ASSIGNED TASK. Find the line below with "Spot the utility" and the line with "Spot the white road". Output exactly those lines and everything between them, leaving out the pictures.

SUPPLIED INFORMATION.
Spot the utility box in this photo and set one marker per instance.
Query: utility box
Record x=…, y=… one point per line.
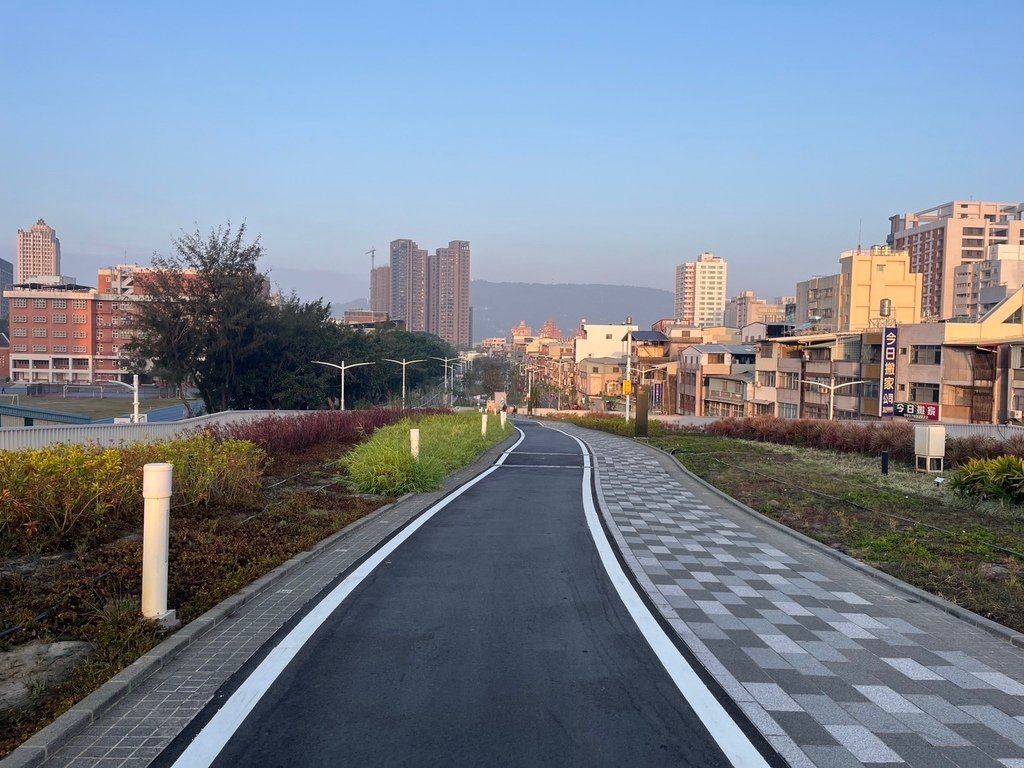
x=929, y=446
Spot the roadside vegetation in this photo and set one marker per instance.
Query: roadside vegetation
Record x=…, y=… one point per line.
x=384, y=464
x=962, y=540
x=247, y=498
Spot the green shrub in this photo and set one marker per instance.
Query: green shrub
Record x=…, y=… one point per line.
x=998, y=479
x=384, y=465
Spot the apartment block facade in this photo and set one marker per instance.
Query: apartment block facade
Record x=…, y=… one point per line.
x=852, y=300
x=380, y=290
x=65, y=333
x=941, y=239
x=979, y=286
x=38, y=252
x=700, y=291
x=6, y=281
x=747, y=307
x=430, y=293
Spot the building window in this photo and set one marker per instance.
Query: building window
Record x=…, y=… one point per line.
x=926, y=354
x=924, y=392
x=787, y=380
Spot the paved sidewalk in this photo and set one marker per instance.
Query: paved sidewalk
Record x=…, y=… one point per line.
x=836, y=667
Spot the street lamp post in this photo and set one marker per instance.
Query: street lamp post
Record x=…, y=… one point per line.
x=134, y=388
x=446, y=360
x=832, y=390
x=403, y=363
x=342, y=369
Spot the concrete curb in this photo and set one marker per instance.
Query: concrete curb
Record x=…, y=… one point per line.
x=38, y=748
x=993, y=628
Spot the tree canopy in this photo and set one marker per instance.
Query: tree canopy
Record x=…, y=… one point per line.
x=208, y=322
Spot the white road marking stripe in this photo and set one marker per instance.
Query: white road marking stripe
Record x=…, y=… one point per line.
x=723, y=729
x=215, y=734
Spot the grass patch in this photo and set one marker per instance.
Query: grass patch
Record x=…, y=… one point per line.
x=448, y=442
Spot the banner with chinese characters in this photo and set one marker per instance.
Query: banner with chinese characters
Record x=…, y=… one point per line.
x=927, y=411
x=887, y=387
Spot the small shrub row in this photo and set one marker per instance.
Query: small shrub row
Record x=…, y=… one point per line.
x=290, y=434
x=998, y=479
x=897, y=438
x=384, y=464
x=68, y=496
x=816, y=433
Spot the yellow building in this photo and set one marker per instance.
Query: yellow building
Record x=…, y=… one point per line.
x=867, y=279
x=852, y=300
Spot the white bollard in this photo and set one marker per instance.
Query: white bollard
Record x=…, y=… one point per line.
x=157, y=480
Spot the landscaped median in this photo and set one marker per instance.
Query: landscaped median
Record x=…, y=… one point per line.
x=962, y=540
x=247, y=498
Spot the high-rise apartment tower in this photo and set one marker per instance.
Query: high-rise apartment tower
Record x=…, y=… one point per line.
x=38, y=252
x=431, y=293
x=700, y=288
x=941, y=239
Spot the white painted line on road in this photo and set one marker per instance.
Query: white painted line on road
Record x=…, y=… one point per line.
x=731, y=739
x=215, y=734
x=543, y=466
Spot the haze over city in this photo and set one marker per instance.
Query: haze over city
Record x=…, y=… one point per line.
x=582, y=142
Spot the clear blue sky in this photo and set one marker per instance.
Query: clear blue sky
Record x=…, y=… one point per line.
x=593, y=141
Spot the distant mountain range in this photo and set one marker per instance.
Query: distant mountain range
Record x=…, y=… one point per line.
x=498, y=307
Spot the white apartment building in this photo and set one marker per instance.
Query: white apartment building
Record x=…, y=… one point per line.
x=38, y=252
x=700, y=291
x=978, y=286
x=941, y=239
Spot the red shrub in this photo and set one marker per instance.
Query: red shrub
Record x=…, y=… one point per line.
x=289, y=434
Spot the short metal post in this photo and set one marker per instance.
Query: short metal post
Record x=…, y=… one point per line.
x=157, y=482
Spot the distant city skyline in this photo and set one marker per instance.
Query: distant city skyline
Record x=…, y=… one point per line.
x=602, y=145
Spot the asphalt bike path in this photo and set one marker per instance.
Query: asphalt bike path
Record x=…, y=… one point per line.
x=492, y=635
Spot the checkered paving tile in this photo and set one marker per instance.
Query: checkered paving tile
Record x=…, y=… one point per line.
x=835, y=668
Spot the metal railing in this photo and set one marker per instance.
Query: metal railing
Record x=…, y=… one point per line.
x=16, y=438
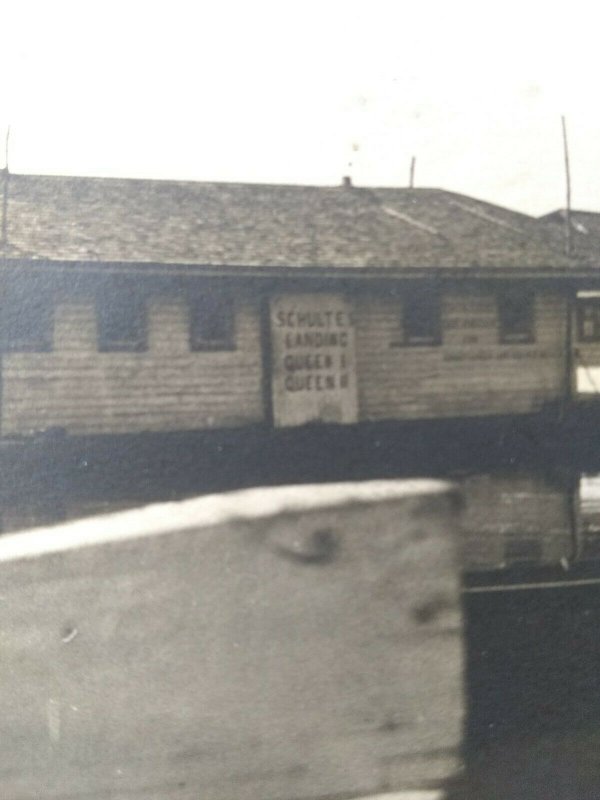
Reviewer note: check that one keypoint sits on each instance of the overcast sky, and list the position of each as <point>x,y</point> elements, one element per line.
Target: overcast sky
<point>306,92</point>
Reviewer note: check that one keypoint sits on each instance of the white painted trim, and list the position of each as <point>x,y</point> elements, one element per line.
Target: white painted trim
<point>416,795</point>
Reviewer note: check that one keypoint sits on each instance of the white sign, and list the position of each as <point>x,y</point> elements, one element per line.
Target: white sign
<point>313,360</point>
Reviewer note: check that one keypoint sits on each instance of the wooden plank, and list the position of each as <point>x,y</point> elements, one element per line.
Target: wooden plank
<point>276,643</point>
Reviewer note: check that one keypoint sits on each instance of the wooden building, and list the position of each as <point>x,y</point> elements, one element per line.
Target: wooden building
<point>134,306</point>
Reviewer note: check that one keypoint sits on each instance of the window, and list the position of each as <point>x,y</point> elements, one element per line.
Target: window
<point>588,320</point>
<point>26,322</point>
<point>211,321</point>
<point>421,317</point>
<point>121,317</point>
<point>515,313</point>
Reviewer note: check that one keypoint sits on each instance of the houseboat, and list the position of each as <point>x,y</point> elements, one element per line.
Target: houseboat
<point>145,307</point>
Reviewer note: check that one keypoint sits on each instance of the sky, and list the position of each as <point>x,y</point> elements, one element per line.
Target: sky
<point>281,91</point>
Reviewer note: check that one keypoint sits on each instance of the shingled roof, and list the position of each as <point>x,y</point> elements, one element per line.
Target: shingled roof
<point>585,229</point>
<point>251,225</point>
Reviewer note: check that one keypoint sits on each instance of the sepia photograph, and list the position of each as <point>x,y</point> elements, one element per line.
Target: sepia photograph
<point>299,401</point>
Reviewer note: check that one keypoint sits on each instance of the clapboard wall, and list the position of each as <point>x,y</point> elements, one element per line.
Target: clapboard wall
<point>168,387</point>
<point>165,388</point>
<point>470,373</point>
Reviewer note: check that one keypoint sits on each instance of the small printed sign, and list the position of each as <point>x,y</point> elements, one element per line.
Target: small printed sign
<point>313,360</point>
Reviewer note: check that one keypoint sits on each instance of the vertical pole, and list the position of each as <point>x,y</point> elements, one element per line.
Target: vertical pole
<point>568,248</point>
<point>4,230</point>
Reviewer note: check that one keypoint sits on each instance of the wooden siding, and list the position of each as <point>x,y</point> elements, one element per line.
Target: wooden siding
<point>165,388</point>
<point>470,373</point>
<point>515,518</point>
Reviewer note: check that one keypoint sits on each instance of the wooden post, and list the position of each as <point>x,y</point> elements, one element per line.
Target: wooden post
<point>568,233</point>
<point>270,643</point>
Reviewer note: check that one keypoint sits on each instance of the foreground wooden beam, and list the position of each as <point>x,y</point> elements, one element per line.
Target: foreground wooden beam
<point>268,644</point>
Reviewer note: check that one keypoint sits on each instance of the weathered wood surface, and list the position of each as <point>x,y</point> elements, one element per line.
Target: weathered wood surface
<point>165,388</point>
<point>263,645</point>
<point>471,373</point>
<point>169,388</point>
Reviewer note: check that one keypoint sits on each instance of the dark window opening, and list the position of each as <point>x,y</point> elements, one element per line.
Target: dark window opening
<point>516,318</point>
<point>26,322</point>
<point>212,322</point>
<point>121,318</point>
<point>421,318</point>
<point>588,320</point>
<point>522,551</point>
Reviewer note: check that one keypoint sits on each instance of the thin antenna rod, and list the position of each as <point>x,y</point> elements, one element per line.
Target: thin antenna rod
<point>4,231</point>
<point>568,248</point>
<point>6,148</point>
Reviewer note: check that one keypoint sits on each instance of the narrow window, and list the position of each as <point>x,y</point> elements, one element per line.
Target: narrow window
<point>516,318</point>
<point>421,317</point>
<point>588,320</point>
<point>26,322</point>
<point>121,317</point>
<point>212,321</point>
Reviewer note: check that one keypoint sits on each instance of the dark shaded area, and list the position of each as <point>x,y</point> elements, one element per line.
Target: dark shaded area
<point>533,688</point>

--

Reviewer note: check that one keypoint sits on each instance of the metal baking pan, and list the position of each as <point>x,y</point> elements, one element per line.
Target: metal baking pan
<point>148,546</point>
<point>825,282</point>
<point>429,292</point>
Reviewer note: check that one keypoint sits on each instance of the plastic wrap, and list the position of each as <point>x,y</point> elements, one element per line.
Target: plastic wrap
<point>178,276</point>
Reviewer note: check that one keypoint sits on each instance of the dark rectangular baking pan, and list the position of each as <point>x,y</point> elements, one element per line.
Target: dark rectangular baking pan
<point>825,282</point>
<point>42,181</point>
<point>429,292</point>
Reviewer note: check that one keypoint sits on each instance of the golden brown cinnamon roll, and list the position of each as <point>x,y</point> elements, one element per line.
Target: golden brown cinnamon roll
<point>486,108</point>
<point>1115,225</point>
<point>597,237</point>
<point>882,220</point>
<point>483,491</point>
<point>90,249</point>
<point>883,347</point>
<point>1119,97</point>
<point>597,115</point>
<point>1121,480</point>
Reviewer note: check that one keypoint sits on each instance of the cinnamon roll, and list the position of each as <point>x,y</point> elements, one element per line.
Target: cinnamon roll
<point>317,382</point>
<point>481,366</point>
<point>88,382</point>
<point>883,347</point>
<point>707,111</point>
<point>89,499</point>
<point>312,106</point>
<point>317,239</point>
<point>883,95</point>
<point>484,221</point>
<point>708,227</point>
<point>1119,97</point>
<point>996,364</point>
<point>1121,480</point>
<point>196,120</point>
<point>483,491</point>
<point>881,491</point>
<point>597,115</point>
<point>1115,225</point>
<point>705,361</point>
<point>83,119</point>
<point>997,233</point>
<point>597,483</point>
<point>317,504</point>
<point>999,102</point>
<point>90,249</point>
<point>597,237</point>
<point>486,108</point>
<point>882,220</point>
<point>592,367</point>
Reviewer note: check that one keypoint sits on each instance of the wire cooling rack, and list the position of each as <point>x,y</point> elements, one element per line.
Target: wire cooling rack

SOLVED EXERCISE.
Spot the utility box in this photo and set one marker per instance.
Query: utility box
Record x=…, y=… one point per line.
x=929, y=446
Spot the roadside vegetation in this photo and set one marker per instance.
Query: roadside vegetation
Record x=…, y=… one point per line.
x=384, y=464
x=962, y=540
x=247, y=498
Spot the green shrub in this photo and set one marker per instance.
Query: green shrub
Record x=…, y=… one point per line.
x=998, y=479
x=384, y=465
Spot the apartment block facade in this photo and set one marker per instance.
Query: apartment block facade
Record x=…, y=… one point per line.
x=852, y=300
x=380, y=290
x=65, y=333
x=941, y=239
x=979, y=286
x=38, y=252
x=700, y=291
x=6, y=281
x=747, y=307
x=430, y=293
Spot the building window in this photo and set one marker per instance.
Query: building window
Record x=…, y=… one point per line.
x=926, y=354
x=924, y=392
x=787, y=380
Spot the paved sidewalk in this photo and set one marker per instance.
Query: paved sidewalk
Record x=…, y=… one point per line.
x=836, y=667
Spot the street lamp post in this photo and set one marker per instance.
Query: street lamp post
Record x=…, y=… one point per line.
x=134, y=388
x=446, y=360
x=832, y=390
x=403, y=363
x=342, y=369
Spot the concrete curb in this photo and set one marker per instance.
Query: concrete curb
Record x=…, y=… one point per line.
x=38, y=748
x=993, y=628
Spot the tree canopy in this photo and set one marker per instance.
Query: tree canopy
Record x=…, y=… one point per line.
x=208, y=322
Spot the white road marking stripe in this photo and set one marker per instance.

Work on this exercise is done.